● **ACTIVITY**
Would you please retype, exactly, the lines of the listing below between the line with "indicate the black printer, one" and the line with "indicate the area", inclusive?

● **MATERIAL FOR THE TASK**
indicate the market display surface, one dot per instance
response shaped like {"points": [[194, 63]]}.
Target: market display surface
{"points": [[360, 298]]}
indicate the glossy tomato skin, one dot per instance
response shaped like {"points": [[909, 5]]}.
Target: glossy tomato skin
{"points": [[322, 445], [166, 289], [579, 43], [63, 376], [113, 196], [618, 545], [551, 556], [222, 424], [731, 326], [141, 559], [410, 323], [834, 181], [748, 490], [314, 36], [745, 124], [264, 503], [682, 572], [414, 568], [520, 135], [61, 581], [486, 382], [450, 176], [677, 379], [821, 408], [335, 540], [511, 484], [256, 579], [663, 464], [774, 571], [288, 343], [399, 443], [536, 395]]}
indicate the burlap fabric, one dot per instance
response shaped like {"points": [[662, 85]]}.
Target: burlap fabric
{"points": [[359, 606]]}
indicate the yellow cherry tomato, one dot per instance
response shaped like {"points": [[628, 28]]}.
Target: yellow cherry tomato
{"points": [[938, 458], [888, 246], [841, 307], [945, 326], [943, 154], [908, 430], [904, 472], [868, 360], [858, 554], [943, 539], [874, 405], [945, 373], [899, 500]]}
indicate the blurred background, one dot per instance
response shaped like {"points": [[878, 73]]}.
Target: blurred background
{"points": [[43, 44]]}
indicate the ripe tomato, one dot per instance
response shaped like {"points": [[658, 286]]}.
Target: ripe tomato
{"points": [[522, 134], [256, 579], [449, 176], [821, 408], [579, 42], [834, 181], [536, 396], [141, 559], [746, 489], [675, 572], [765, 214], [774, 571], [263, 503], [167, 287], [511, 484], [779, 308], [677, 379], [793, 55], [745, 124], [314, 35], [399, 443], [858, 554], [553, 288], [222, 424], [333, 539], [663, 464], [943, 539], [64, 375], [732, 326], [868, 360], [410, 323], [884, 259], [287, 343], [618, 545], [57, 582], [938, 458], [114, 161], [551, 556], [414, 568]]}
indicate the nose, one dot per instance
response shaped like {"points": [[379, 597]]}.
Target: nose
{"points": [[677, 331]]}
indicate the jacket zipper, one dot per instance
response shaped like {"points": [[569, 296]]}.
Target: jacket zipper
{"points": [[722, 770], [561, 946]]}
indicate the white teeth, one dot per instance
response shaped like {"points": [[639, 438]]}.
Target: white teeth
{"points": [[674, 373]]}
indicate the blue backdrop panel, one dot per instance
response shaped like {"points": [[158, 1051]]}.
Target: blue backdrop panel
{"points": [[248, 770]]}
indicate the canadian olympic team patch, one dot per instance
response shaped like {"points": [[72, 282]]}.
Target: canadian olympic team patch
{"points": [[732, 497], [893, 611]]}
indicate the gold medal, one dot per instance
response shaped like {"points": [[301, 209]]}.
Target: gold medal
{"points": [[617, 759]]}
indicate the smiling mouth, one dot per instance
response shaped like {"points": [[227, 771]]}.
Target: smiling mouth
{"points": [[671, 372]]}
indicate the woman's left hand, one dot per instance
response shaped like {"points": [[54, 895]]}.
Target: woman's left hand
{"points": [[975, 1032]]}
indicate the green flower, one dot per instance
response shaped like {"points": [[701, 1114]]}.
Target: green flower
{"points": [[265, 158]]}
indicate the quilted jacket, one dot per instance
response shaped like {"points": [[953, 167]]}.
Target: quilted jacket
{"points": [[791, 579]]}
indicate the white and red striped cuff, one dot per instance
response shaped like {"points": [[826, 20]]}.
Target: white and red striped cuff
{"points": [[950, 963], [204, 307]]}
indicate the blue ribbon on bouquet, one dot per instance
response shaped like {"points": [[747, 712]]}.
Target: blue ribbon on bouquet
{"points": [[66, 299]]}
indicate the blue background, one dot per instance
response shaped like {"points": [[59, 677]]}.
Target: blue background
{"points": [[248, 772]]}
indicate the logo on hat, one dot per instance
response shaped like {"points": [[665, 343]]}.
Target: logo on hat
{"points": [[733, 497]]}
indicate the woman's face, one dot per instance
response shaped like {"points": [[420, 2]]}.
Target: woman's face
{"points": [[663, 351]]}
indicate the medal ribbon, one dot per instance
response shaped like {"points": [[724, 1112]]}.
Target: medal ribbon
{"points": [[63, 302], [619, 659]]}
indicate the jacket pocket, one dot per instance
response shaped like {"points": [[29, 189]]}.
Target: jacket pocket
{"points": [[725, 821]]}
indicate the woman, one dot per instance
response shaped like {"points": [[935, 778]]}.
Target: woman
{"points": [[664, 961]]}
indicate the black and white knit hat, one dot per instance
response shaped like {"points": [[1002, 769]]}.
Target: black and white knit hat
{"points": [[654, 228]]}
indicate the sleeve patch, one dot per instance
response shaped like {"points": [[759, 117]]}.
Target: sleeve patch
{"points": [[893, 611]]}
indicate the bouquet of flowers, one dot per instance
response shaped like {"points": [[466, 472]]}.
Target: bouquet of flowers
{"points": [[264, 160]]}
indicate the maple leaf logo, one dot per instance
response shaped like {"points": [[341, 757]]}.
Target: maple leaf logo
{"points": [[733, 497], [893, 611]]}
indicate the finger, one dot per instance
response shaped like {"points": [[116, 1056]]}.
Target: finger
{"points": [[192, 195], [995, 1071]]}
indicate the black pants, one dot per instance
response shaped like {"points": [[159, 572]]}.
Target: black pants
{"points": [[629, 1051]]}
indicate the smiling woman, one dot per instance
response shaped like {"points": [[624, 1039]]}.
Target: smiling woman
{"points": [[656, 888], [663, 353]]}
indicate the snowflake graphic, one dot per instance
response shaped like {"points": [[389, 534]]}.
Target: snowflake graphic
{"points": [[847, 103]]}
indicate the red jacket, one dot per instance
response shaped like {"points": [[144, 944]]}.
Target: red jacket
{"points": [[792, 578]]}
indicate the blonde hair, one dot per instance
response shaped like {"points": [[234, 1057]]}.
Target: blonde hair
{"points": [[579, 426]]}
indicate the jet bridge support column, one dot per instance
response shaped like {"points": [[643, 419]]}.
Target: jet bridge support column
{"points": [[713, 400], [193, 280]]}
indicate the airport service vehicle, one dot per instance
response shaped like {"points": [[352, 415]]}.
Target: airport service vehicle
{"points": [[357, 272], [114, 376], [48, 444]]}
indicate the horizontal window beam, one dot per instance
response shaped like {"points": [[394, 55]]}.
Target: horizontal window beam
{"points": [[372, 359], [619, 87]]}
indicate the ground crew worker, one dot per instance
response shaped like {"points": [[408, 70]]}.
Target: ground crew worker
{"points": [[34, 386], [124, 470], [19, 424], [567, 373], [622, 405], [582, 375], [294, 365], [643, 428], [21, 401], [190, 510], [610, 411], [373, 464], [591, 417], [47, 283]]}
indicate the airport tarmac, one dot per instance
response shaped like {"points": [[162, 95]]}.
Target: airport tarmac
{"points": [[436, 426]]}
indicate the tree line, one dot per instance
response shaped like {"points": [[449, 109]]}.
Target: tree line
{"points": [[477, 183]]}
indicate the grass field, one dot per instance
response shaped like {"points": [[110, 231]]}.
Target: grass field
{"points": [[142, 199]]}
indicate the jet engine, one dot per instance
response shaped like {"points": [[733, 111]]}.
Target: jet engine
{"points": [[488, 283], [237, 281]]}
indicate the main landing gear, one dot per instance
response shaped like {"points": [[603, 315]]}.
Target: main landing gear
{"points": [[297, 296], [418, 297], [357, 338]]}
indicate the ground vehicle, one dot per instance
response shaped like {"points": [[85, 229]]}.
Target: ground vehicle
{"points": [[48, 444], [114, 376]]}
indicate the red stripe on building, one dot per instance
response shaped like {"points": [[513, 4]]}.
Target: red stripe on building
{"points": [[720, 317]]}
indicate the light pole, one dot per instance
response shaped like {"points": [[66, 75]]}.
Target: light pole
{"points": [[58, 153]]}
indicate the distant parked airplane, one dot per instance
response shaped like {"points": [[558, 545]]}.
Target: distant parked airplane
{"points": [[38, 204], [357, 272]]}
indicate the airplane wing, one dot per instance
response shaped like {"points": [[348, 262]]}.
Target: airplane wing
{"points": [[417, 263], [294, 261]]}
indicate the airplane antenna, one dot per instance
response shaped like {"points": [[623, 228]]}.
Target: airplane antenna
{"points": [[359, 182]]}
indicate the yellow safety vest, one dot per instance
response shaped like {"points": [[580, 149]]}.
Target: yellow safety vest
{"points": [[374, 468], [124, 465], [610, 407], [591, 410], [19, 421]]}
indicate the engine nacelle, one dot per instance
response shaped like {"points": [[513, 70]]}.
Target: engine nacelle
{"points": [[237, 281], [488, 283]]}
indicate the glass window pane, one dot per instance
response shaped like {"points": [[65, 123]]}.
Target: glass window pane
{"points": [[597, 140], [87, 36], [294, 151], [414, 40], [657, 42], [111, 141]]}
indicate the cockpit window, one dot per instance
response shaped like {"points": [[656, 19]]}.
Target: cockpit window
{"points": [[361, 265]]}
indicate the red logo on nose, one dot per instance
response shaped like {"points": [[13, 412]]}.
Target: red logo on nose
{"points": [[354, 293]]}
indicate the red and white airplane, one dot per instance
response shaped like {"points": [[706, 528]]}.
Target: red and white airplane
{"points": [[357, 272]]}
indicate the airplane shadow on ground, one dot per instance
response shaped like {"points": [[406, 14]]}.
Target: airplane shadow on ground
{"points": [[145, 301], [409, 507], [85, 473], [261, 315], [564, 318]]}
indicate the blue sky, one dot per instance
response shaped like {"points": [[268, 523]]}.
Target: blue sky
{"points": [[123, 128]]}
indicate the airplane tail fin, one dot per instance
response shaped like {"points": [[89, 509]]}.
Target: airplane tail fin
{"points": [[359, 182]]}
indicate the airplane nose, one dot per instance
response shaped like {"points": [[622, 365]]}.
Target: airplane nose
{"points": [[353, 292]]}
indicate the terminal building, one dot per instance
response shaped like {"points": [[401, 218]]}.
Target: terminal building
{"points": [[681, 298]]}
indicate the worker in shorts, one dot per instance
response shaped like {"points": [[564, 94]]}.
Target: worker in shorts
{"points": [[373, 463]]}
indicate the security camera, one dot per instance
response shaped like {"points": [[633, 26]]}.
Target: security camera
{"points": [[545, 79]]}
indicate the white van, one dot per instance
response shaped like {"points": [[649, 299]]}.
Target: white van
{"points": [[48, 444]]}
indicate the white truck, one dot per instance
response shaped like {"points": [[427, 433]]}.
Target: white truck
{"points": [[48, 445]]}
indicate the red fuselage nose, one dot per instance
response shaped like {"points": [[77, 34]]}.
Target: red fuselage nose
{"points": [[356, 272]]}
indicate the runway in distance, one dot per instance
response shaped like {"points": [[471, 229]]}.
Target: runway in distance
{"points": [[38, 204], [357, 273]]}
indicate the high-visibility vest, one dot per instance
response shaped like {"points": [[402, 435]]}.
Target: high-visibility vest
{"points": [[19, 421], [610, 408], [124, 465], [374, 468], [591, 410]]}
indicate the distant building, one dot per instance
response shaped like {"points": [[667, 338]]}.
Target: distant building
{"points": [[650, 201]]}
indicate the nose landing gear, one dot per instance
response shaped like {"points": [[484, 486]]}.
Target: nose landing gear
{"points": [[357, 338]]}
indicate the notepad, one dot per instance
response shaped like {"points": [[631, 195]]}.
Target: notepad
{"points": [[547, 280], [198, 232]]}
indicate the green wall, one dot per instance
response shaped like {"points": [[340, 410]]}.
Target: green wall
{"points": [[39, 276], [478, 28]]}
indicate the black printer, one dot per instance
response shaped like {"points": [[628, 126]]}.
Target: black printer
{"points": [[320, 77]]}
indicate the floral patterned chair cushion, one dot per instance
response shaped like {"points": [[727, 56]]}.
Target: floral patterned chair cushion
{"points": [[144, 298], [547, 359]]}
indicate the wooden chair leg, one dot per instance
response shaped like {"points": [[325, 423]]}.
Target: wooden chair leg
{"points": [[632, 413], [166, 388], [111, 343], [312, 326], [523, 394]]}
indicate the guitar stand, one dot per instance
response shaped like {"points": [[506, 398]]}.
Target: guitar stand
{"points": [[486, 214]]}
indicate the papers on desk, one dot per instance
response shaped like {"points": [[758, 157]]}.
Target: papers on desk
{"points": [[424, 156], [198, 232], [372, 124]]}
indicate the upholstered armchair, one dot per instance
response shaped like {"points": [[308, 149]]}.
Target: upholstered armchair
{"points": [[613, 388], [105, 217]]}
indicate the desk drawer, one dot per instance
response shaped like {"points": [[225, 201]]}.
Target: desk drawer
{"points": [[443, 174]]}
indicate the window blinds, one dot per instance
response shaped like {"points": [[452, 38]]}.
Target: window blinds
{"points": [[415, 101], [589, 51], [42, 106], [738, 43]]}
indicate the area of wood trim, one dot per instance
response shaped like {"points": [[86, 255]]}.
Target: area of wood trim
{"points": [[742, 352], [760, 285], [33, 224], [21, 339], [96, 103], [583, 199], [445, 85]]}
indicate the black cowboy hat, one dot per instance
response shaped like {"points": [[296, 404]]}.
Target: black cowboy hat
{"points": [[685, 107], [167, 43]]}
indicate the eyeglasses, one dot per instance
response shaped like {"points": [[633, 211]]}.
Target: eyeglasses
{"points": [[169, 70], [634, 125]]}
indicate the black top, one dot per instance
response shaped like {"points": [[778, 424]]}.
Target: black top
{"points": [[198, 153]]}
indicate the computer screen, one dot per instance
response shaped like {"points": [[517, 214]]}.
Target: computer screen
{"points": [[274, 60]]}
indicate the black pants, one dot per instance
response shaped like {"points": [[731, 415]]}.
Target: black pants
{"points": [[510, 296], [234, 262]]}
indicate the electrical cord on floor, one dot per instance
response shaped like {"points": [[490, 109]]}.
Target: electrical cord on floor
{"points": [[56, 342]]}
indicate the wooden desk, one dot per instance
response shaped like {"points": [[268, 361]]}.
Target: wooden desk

● **ANSWER TO THE EXERCISE**
indicate the black printer, one dot per instance
response shaped like {"points": [[628, 126]]}.
Target: black printer
{"points": [[320, 77]]}
indicate the floral patterned chair cushion, one dot per instance
response shaped like {"points": [[727, 56]]}.
Target: floral patterned chair cushion
{"points": [[144, 298], [547, 359]]}
indicate the wooden chair leg, one dot per instance
response shaped like {"points": [[325, 423]]}.
Target: wooden chair leg
{"points": [[632, 413], [166, 388], [111, 343], [312, 326], [523, 394]]}
indicate the guitar stand, one dot per instance
response shaped like {"points": [[506, 398]]}.
Target: guitar stand
{"points": [[486, 214]]}
indicate the papers on desk, one dot per instance
response shaped like {"points": [[758, 157]]}.
Target: papers on desk
{"points": [[424, 156], [198, 232], [372, 124]]}
indicate the upholstered armchair, one dot per instance
response shaped like {"points": [[308, 149]]}.
Target: upholstered armchair
{"points": [[613, 388], [105, 217]]}
indicate the desk drawer, one dot per instance
response shaped like {"points": [[225, 201]]}.
Target: desk drawer
{"points": [[443, 174]]}
indicate the window blinds, one dot per instance
response shaped like {"points": [[452, 38]]}.
Target: window blinds
{"points": [[415, 101], [589, 51], [42, 106], [738, 43]]}
indicate the area of wood trim, one dot per instance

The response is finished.